* What this task involves: Of all the entries below, only the lines from the one with "# point at: clear" up to and including the one with "Target: clear blue sky" are to be duplicated exactly.

Record set below:

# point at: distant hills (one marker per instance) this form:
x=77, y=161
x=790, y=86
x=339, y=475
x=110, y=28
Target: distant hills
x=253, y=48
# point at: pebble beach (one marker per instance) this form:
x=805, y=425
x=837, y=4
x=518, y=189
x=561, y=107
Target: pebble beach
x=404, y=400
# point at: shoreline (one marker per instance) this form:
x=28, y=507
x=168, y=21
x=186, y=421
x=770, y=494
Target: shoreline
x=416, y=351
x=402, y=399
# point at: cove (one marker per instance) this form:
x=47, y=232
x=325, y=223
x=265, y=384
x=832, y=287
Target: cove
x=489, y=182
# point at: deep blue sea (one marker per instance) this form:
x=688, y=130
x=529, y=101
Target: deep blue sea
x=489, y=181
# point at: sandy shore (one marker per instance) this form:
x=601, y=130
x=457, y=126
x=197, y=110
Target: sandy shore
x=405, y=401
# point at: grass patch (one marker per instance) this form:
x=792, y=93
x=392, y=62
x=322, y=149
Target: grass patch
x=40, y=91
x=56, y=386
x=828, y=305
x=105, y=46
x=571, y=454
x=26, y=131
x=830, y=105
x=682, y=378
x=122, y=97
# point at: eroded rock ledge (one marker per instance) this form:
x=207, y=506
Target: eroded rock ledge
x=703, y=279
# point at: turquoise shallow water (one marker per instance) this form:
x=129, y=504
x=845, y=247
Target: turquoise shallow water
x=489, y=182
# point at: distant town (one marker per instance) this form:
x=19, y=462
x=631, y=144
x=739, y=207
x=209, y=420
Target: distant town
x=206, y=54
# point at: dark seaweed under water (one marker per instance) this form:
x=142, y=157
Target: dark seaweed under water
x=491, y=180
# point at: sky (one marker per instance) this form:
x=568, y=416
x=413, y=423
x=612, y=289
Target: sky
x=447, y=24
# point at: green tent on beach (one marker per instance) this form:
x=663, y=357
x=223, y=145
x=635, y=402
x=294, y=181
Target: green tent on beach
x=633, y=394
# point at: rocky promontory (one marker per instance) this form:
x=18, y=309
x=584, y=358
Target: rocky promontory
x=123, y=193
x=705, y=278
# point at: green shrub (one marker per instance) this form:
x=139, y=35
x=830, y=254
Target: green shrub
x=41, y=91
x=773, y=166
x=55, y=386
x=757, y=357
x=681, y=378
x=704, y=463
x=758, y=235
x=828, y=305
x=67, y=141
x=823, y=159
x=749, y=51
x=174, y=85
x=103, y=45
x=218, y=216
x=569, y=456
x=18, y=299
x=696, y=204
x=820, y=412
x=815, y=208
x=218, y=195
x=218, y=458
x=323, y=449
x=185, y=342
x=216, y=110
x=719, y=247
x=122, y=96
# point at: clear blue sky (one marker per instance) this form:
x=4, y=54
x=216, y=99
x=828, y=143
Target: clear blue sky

End of Record set.
Record set below:

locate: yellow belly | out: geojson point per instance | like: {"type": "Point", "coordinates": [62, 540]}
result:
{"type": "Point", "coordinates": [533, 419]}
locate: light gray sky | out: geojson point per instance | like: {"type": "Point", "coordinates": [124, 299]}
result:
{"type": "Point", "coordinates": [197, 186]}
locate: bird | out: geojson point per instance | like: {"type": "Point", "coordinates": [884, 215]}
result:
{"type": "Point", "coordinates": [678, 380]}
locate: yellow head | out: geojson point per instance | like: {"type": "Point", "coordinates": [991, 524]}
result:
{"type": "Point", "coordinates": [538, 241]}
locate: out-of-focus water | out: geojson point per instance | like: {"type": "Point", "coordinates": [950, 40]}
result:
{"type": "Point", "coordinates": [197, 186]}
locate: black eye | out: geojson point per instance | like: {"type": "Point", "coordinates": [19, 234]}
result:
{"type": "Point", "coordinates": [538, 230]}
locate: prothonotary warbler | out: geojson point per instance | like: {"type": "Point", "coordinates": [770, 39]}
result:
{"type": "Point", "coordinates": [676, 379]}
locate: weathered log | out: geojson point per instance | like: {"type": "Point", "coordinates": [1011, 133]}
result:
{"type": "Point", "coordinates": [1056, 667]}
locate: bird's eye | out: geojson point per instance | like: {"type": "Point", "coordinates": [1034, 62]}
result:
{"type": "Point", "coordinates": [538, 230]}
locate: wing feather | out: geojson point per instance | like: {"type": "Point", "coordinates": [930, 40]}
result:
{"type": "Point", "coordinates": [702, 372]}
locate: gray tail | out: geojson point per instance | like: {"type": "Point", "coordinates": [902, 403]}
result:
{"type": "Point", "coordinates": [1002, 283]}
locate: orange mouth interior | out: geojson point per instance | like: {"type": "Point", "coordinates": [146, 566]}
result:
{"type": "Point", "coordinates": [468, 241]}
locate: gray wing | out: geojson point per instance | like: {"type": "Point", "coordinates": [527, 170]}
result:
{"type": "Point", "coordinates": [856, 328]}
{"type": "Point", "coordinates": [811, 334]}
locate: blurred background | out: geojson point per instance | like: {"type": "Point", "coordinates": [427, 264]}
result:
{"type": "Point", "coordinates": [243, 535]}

End of Record set.

* Response to the task:
# point at: clear blue sky (one marker per instance) this form:
x=4, y=54
x=216, y=99
x=828, y=143
Target: clear blue sky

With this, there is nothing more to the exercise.